§ Exercise brief
Please repeat the entries word for word and keep the images out.

§ Entries shown
******

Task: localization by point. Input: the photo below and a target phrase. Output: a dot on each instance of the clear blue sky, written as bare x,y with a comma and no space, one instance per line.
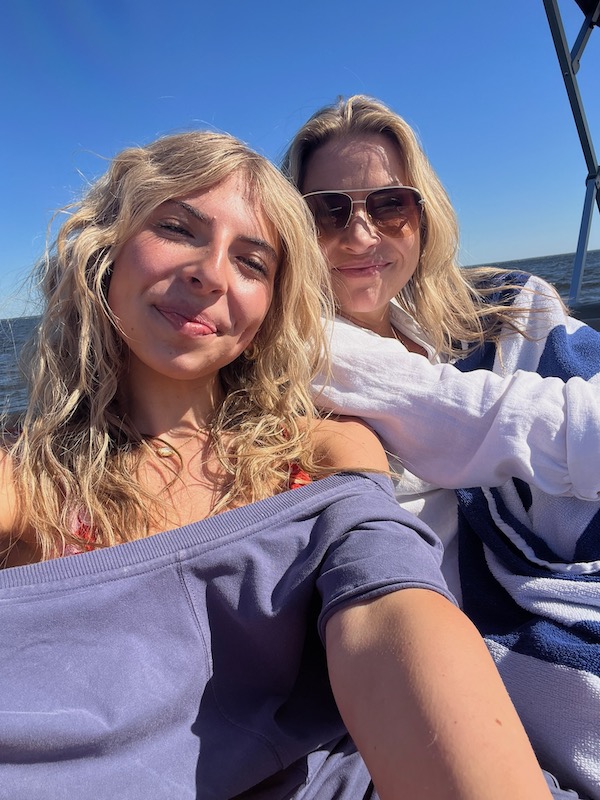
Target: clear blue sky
479,80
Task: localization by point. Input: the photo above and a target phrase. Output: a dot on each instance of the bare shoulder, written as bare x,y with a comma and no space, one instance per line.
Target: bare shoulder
348,443
7,493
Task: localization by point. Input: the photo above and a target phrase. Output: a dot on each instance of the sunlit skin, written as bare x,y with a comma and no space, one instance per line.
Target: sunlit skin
190,291
369,269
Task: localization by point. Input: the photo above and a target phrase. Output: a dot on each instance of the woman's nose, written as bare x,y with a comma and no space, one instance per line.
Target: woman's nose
360,233
209,272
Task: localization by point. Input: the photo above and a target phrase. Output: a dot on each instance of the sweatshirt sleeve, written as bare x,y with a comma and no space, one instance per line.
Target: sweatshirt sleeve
459,429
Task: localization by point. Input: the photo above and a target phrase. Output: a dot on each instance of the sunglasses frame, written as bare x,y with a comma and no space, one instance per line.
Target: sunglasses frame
346,193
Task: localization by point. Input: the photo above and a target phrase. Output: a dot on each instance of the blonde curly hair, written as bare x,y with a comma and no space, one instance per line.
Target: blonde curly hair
451,304
75,450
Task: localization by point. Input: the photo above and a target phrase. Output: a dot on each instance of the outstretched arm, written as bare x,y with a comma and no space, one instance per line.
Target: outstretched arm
457,429
424,703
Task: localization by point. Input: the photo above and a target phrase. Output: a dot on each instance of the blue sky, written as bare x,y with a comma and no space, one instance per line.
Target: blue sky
84,79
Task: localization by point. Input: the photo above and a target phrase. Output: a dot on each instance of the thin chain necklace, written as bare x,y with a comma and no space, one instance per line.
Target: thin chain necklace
165,450
396,335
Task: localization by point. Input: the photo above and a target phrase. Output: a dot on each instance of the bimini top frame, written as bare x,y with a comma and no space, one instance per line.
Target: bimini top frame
569,61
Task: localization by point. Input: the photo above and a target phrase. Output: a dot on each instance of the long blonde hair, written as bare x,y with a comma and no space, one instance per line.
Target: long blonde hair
449,302
76,451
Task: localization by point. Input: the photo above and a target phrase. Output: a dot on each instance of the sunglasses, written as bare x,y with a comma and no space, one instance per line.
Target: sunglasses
395,211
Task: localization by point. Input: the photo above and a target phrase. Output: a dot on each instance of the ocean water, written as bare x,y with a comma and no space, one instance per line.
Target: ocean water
14,332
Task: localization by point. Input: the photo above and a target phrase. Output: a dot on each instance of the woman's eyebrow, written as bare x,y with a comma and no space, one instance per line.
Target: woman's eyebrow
193,211
270,251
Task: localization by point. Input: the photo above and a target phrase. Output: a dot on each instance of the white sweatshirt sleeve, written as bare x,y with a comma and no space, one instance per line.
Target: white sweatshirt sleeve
456,429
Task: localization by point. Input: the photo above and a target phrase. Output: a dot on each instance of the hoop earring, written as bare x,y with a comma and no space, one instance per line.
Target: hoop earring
251,352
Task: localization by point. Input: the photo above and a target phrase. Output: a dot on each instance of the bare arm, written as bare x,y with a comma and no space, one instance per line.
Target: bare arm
348,443
425,705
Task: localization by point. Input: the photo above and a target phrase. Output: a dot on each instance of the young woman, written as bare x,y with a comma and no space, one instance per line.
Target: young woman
194,596
524,556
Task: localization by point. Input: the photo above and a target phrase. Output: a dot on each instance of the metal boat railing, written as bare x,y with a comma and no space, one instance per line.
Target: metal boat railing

******

§ Response to this exercise
Task: localization by point. Input: the photo below and a target phrase. Output: a dot on each instance of the clear blue sky, written as bare x,y with a comma and no space, one instance per line.
Target: clear blue sky
479,80
Task: localization by point. Input: the photo above and a target phrase. Output: a dot on each instance of the bare shoulder, written as bare x,y with a comma and no space, one instance per line.
Target: bare shoulder
348,443
7,493
Task: localization by point. Input: the photo above and a target phrase. Output: a dot on each instance of the sunlit skin, written as bare x,y with a comma and no space, one instance per line.
Target: sunlit skin
190,291
369,269
Task: localization by point. Input: the photo above and a target phrase. Output: a dot on each instance of the woman's nose, written as bare x,y with a comma and no space, one instance per line.
Target: woman's nose
360,233
209,272
Task: localization by point. Input: the photo above and a target phrase. Output: a dot on each instance of the sweatshirt sleeve, written as bare x,y with a comma and no space, one instance per line.
Target: sweatshirt sleeve
459,429
Task: localization by point. Input: the photo above and a target phrase. Output: a dot on each instance of the sunglasses frame, written as bare x,y with a comma and no space, one instance per line.
Target: sunglasses frame
346,193
Task: localization by point. Input: the photo above and a target phrase. Output: a dot on each instance of the blonde curly hair, written as bare x,y with a comma and no space, one instance per line.
Target: blonde curly hair
451,304
75,450
Task: localization by point. Input: the photo above and a target phrase. Output: a dot on each instance of the outstretched arm, written as bare x,y with a comma and no space, one instance per line.
Target: outstretched arm
457,429
424,703
Task: localization by point. Input: the photo above and a target phrase. Output: a dot on each instance of the blue sky, written as bare x,y with a comma and no space, one instance per line.
Target: blue sky
84,79
Task: localization by point. Input: the photo above and a target phrase. Output: a dot on each instance of the thin chain necklace, written as bare x,y with a comma and no space, one instance per line.
Target: thin chain necklace
165,450
396,335
Task: localization by point. Input: the photo above and a target phrase. Output: a dot on each instance of the bimini top frame, written as bare x,y with a comma and no space, one instance per line.
Target: bimini top frame
569,61
Task: localization by point. Input: the photo above and a target phrase. Output: a dot on each instance of the long blonde hair, written as bare x,y with a comma and no space, one instance per line.
Target: long blonde hair
449,302
76,451
Task: localization by point. Input: the photo above and a target phrase. Output: a dot on each instance of the sunglasses, written as bare x,y with a comma and no space, one instance per line.
Target: sunglasses
395,211
Task: localization by point. Input: the photo above and a target phrase. Output: a dot on each instance of the ocean water, written as bare x,y with a comma and no space, one instance per line.
Target: ocean water
14,332
Task: localization by point. Input: the photo above and a target phrase. Output: a dot on each instance of the woman's eyebrow, written as bare x,y with a comma and no space, one instance per line.
Target: woman's eyebrow
193,211
270,251
Task: localization by point. Input: the photo above and a target phrase. Output: a dot on each instance of the white sweatshirt sleeve, written as bare x,y with a comma and no space, one instance per line.
Target: white sweatshirt sleeve
456,429
Task: localization by point. Input: the photo above and a target phrase. Output: a dot on each instance of the hoop earring, written as bare x,y with a comma and no space, one instance per line.
Target: hoop earring
251,352
Task: localization by point. Input: the photo above and a target phrase. Output: a dot on each instance of the bare arm, written as bare x,y with a comma and no space, one instance per line.
Target: bare arm
348,443
425,705
Task: localization by point. Input: the photo above and a target phrase. Output: a dot on each instance of the young woman, written as bare x,y with a comma and no space, one instance per line.
Target: young woman
194,596
524,556
Task: localization by point. Input: the photo above and a target phrase. Output: a dot on each instance of the metal boat railing, written as bare x,y with a comma and no space, one instance per line.
Target: metal boat railing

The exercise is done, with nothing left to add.